■ Short task
Reproduce each of the following records verbatim.

■ Supplied records
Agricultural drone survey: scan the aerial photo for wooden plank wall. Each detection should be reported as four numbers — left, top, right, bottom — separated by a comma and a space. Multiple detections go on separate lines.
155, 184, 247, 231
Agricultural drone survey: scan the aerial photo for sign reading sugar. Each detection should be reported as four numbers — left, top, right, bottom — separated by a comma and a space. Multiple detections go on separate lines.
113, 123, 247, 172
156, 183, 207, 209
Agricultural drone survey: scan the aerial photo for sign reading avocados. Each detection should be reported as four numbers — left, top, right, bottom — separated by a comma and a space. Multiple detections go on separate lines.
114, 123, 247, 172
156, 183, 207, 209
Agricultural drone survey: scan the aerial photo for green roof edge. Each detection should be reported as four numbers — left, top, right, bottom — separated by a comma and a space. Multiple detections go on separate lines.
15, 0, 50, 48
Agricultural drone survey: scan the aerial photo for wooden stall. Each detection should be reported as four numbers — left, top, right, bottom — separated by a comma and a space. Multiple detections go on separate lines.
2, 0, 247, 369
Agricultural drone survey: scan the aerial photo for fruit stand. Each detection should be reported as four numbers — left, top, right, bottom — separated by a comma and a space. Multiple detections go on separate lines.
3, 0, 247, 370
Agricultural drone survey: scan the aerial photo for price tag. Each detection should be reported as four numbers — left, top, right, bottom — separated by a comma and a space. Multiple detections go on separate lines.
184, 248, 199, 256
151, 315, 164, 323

■ Task output
Agricultural drone survey: scan the aerial photo for wooden plank wall. Each detection should be reported as four numbers — left, top, right, bottom — separated by a comma and a space. Multiple detections go on separate lines.
155, 184, 247, 231
Agricultural drone survey: scan the aerial photo for sign reading sugar. Each detection should be reported as four numbers — left, top, right, bottom — separated by a comma and a space. Multiple detections go on separate lines.
113, 123, 247, 172
156, 183, 207, 209
Agricultural drone survey: scan the aerial photo for sign reading avocados. Each detection should be reported as four numbers — left, top, right, bottom — separated by a comma and a space. Multiple detections go on separate lines.
114, 123, 247, 172
156, 183, 207, 209
Agricultural drone survey: scan the aerial photo for green roof edge. Each detection should be reported as four numbers — left, top, right, bottom — separated by a comma and a space. Multiple detections go on separate lines.
15, 0, 50, 48
Agricultural drone survey: scan the aerial photo for wooden stall. Each detection should be reported as four numbers — left, top, right, bottom — separated by a comma and a space. Multiple detections go on separate lines.
2, 0, 247, 369
Agricultural drone survey: scan the aerial photo for fruit stand. Each detection should be reported as four numbers — left, top, right, bottom — separated by a comma and a space. Multiple detections go on separate lines.
3, 0, 247, 370
Agricultural drone survey: scan the aerial photo for price tag. Each detection should be reported as four numbers — left, top, right, bottom — separated by a comma and a space. Multiple detections go on separate lines.
184, 248, 199, 256
151, 315, 164, 323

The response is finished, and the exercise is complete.